» PAGE TEXT
---
On the contrary, actor–critic policy gradient models necessitate the utilization of at least two neural networks types for training: one (the actor) shares a structure resembling that of a DQN, but its a-th output aims to yield $\pi \left(a\right|s)$. The other type endeavors to approximate $V\left(s\right)$, mirroring the actor in terms of number of inputs and featuring a single output value.

Various approaches have been developed enhance DQN training and policy gradient methods. For additional information, we direct readers to the following references: [51,52]. In this manuscript, we employ the Advantage Actor–Critic (A2C) training algorithm [52], which is characterized by its designed loss function outlined in Equation (25).

$$LogLoss=-\sum _{t}Adv(s_t,a_t)log\pi \left(a_t\right|s_t)$$

(25)

$$MSE=\sum _t{\left(r(s_t,a_t,s_{t+1})+\gamma ma{x}_{a_{t+1}}\left[\widehat{Q}(s_{t+1},a_{t+1})\right]-\widehat{Q}(s_t,a_t)\right)}^2$$

(26)

2.4. Quantum Neural Networks

Quantum Neural Networks (QNNs) play a pivotal role in Quantum Machine Learning (QML) [53,54], utilizing Variational Quantum Circuits (VQCs). These VQCs are hybrid algorithms, combining quantum circuits with learnable parameters optimized utilising classical techniques. They have the ability to approximate continuous functions [53,55], enabling tasks such as optimization, approximation, and classification.

Figure 6 depicts the overall structure of a VQC. This hybrid approach involves the following stages [56]:

The VQC workflow comprises several steps:

• Pre-processing (CPU): Initial classical data preprocessing, which includes normalization and scaling.
• Quantum Embedding (QPU): Encoding classical data into quantum states through parameterized quantum gates. Various encoding techniques exist, such as angle encoding, also known as tensor product encoding, and amplitude encoding, among others [57].
---
» PROBLEMS AND TASKS
**A)** Which training algorithm does the machine learning passage say the manuscript employs?
**B)** Revise the machine learning passage by writing out everything from "2.4. Quantum Neural" down to "approximation, and classification.", with "classical techniques" changed to "classical optimizers".
**C)** Pick up the machine learning passage after its last sentence and keep writing it.
None of the items after the machine learning passage are needed.
---
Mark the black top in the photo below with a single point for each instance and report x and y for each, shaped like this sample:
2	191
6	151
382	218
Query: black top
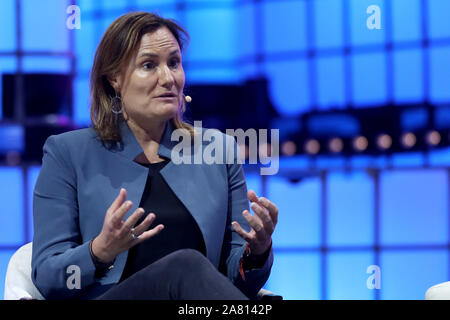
180	229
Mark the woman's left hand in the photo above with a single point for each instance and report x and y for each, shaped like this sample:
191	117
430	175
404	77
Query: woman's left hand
262	223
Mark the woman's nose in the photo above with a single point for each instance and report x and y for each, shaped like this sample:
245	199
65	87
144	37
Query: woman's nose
165	77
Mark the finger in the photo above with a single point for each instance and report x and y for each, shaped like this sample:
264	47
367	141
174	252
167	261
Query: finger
256	224
247	236
131	221
150	233
251	195
273	209
266	219
144	225
118	215
118	201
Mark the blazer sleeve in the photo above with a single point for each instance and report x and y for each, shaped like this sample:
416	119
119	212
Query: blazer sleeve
234	245
61	264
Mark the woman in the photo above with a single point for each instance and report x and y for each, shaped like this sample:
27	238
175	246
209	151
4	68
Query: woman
115	218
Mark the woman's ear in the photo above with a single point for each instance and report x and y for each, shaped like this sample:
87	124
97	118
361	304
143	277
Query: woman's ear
115	82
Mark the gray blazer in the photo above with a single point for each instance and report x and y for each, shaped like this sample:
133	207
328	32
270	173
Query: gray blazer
80	178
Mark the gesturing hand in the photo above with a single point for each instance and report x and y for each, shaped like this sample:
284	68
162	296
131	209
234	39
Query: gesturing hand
118	235
262	223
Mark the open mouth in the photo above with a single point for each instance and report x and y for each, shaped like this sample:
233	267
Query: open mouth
167	96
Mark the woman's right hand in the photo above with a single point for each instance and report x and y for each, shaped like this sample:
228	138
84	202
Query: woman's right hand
117	235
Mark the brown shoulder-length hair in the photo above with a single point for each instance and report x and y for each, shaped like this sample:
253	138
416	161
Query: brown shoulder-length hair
119	43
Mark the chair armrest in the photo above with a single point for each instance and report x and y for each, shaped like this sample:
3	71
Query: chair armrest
267	295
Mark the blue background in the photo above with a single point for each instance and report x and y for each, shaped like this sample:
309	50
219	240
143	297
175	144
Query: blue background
318	54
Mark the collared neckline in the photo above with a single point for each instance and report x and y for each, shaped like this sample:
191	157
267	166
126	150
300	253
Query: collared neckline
131	148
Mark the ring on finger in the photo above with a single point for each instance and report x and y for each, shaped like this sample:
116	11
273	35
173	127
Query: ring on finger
133	235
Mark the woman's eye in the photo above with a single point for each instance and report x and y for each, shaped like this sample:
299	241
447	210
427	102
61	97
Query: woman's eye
149	65
174	63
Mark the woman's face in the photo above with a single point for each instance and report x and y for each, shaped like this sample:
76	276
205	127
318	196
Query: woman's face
152	86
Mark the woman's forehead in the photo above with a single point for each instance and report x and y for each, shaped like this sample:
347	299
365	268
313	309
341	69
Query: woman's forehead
161	39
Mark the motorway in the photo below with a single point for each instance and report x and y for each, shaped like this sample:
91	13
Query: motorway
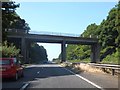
56	76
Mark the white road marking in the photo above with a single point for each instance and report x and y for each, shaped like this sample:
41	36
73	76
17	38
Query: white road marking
85	79
38	72
24	86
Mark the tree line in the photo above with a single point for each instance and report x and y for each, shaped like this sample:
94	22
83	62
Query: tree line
12	21
108	34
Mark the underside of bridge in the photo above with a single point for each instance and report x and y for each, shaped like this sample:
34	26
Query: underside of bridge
26	40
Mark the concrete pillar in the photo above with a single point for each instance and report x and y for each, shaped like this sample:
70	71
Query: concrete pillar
63	51
95	53
23	49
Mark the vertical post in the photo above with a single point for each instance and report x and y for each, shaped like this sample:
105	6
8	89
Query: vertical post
23	49
63	51
95	53
27	51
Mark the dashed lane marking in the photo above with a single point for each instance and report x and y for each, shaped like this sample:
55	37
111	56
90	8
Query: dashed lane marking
97	86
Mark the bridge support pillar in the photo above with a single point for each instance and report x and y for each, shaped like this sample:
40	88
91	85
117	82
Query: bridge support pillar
95	53
23	49
63	51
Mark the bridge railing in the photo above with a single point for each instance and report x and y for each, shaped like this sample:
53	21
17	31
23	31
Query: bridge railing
20	31
53	33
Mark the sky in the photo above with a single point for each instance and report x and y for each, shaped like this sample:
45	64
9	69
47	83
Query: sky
62	17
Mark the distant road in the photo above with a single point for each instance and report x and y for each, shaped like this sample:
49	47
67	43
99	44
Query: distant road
55	76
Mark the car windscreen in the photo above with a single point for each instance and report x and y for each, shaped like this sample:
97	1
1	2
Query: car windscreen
4	62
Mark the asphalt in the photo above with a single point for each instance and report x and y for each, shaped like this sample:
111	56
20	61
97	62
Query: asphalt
55	76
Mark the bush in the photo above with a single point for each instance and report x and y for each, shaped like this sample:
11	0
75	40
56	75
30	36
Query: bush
7	50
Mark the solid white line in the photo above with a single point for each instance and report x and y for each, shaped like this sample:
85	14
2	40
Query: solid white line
24	86
85	79
38	72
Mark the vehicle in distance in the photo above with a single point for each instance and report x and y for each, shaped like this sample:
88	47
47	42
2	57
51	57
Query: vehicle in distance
10	68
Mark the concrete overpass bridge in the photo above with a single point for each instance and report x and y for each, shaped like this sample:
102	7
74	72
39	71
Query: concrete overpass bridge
25	40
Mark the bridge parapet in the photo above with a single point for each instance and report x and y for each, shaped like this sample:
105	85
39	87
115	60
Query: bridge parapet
53	33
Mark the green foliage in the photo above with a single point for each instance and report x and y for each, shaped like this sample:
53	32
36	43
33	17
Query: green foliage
108	33
8	50
11	20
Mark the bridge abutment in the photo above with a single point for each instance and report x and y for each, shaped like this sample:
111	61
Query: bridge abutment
63	51
95	53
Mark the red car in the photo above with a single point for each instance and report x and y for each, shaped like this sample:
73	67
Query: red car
10	68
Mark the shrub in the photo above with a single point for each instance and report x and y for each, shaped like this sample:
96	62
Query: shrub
7	50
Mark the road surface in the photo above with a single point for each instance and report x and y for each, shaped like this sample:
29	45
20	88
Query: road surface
55	76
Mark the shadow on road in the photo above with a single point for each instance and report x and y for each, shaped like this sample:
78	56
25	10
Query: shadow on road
36	71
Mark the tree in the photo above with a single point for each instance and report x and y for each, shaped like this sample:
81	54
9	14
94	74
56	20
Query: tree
11	20
8	50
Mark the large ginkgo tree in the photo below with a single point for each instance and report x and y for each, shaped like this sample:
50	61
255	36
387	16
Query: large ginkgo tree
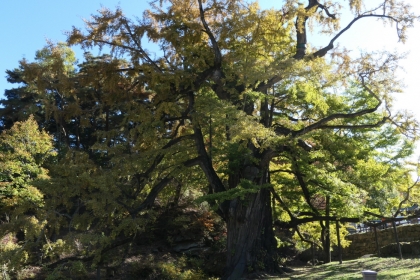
231	100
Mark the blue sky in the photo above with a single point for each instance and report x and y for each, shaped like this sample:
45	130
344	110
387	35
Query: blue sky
25	25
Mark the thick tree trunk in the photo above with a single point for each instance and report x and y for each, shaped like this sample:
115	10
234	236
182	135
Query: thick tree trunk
251	246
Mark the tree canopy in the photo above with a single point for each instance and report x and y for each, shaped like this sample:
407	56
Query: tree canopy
232	105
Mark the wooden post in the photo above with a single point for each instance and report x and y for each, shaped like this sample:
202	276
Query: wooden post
396	239
377	243
313	253
337	228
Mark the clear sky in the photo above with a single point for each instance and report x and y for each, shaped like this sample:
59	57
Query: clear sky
25	25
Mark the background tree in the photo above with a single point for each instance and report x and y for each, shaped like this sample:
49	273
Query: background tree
24	152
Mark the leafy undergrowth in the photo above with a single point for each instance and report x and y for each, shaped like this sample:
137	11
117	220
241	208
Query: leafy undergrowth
387	268
162	252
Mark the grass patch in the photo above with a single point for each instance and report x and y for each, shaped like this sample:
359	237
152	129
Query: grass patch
387	268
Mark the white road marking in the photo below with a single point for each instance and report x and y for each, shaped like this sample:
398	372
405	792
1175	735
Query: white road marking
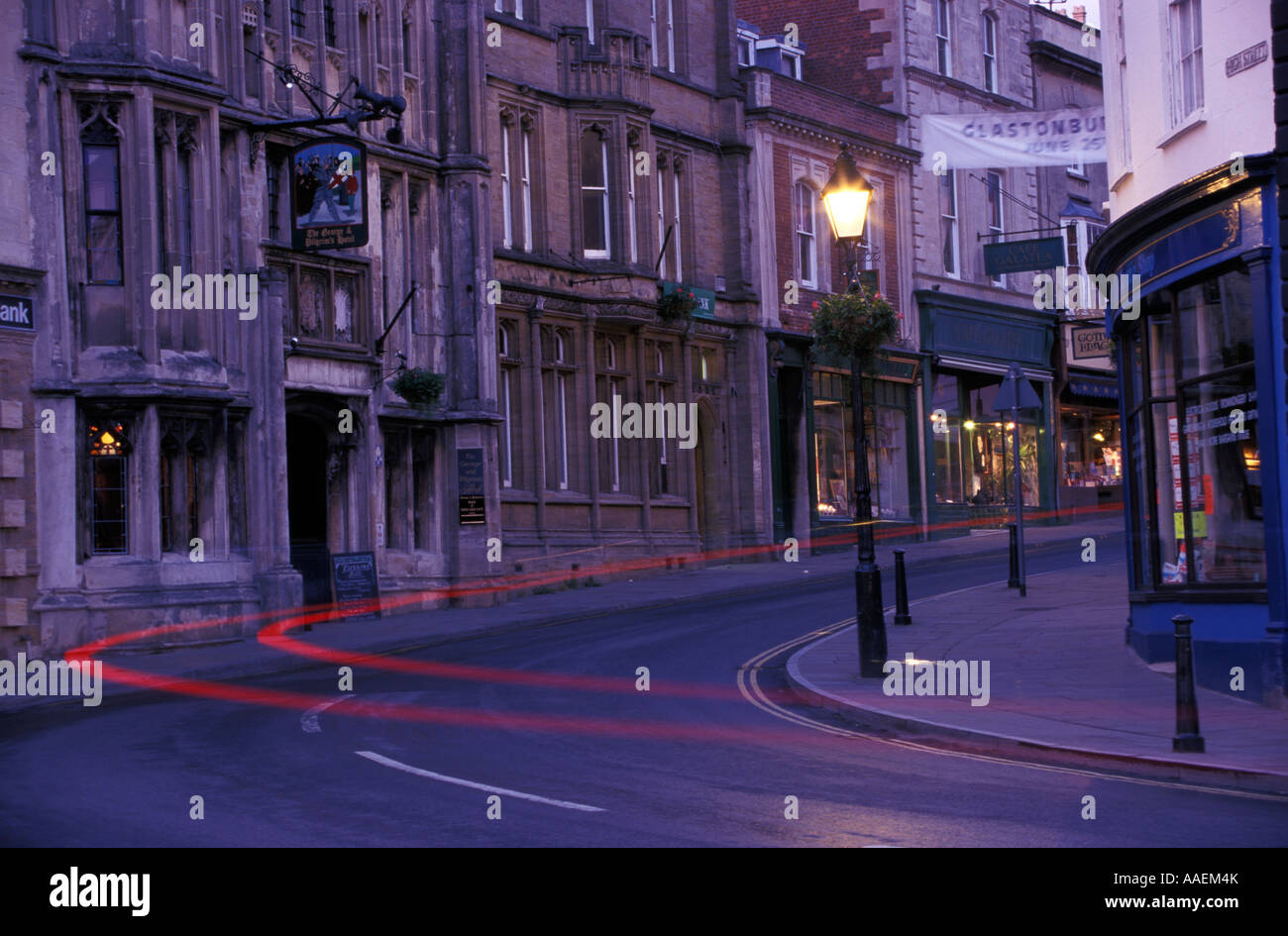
309	720
459	781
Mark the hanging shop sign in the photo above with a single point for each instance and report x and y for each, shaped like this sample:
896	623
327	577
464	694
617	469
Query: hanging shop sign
1022	138
1090	342
329	194
1017	257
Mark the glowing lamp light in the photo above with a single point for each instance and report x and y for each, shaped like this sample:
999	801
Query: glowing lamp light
---
» ANSWERS GIVEN
**A)** The Advantage Actor–Critic (A2C) training algorithm.

**B)**
2.4. Quantum Neural Networks

Quantum Neural Networks (QNNs) play a pivotal role in Quantum Machine Learning (QML) [53,54], utilizing Variational Quantum Circuits (VQCs). These VQCs are hybrid algorithms, combining quantum circuits with learnable parameters optimized utilising classical optimizers. They have the ability to approximate continuous functions [53,55], enabling tasks such as optimization, approximation, and classification.

**C)**
• Variational Layer (QPU): This layer embodies the functionality of Quantum Neural Networks through the utilization of rotations and entanglement gates with trainable parameters, which are optimized using classical algorithms.
• Measurement Process (QPU/CPU): Measuring the quantum state and decoding it to derive the expected output. The selection of observables employed in this process is critical for achieving optimal performance.
• Post-processing (CPU): Transformation of QPU outputs before feeding them back to the user and integrating them into the cost function during the learning phase.
• Learning (CPU): Computation of the cost function and optimization of ansatz parameters using classic optimization algorithms, such as Adam or SGD. Gradient-free methods, such as SPSA or COLYBA, are also capable of estimating parameter updates.

Figure 6. General VQC Schema. The dashed gray line delineates the process carried out within a Quantum Processing Unit (QPU), while the dashed blue line illustrates the processes executed in a CPU.

Figure 6. General VQC Schema. The dashed gray line delineates the process carried out within a Quantum Processing Unit (QPU), while the dashed blue line illustrates the processes executed in a CPU.

3. Methodology

In this manuscript, we conducted an extensive benchmarking analysis, comparing various quantum-classical networks with their classical counterparts trained using gradient-descent. These include Quantum Neural Network (QNN), Quantum Spiking Neural Network (QSNN), Quantum Long Short-Term Memory (QLSTM), and a novel model designed to closely emulate brain functionality by integrating QSNN and QLSTM, establishing a scalable and robust cognitive learning system. To achieve this, the QSNN component captures information at a low-level perspective, mirroring the role of the hypothalamus. Subsequently, the QLSTM processes this information at a higher level, identifying and memorizing correlated patterns while reinforcing long-term memorization, emulating hippocampus and mitigating the risk of catastrophic forgetting [37]. Catastrophic forgetting, which occurs when new information causes the network to lose previously learned knowledge [58], poses a significant challenge in real-time systems where the batch-size is small, often 1. Various strategies have been proposed to address catastrophic forgetting in continual learning. These include employing higher-dimensional synapses [59], using ensembles of networks [60], implementing pseudo-replay techniques [61], and penalizing weights that exhibit excessively rapid changes [62]. In summary, this innovative approach combines the advantages of QSNN for new learning with QLSTM’s ability to retain and build upon previous knowledge.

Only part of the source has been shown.